Source data Start Marker

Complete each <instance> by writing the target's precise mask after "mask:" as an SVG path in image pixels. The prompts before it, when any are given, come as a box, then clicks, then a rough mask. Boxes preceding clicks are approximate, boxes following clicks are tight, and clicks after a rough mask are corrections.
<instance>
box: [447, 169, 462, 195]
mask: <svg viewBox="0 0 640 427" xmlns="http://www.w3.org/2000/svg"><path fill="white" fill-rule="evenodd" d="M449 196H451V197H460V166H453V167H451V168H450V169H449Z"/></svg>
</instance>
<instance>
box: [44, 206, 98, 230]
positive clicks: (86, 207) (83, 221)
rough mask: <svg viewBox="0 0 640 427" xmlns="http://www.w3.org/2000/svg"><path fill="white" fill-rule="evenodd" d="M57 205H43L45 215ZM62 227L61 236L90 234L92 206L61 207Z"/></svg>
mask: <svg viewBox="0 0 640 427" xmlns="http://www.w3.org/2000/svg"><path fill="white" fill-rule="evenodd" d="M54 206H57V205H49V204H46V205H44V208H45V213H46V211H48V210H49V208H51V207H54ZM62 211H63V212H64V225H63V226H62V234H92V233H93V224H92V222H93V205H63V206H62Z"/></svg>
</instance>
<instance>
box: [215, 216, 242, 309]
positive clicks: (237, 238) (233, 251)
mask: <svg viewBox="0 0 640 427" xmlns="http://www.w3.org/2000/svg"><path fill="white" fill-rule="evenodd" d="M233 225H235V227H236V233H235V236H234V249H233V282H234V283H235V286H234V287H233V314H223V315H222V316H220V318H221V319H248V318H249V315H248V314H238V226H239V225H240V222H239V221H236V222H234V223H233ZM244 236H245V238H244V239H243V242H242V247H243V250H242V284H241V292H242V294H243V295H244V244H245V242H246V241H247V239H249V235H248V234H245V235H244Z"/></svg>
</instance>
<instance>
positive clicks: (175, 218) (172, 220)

Source data End Marker

- Task statement
Write out all of the data above, line for line, with no changes.

- Finished task
Complete each <instance> by writing the target's precise mask after "mask:" as an SVG path in image pixels. The prompts before it, when any are given, come as a box, then clicks, then a rough mask. Boxes preceding clicks are approximate, boxes following clicks are tight, and clicks after a rough mask are corrections.
<instance>
box: [447, 169, 462, 195]
mask: <svg viewBox="0 0 640 427" xmlns="http://www.w3.org/2000/svg"><path fill="white" fill-rule="evenodd" d="M449 196H451V197H460V166H453V167H451V168H450V169H449Z"/></svg>
</instance>
<instance>
box: [44, 206, 98, 230]
positive clicks: (86, 207) (83, 221)
rough mask: <svg viewBox="0 0 640 427" xmlns="http://www.w3.org/2000/svg"><path fill="white" fill-rule="evenodd" d="M57 205H43L45 215ZM62 227L61 236L90 234L92 206L61 207Z"/></svg>
mask: <svg viewBox="0 0 640 427" xmlns="http://www.w3.org/2000/svg"><path fill="white" fill-rule="evenodd" d="M54 206H57V205H49V204H46V205H44V208H45V213H46V211H48V210H49V208H51V207H54ZM62 211H63V212H64V225H63V226H62V234H92V233H93V224H92V222H93V205H63V206H62Z"/></svg>
</instance>
<instance>
box: [215, 216, 242, 309]
positive clicks: (237, 238) (233, 251)
mask: <svg viewBox="0 0 640 427" xmlns="http://www.w3.org/2000/svg"><path fill="white" fill-rule="evenodd" d="M233 225H235V227H236V233H235V236H234V249H233V282H234V283H235V286H234V287H233V314H223V315H222V316H220V318H221V319H248V318H249V315H248V314H238V226H239V225H240V222H239V221H236V222H234V223H233ZM244 236H245V238H244V239H243V242H242V247H243V250H242V284H241V292H242V294H243V295H244V244H245V242H246V241H247V239H249V235H248V234H245V235H244Z"/></svg>
</instance>
<instance>
positive clicks: (175, 218) (172, 220)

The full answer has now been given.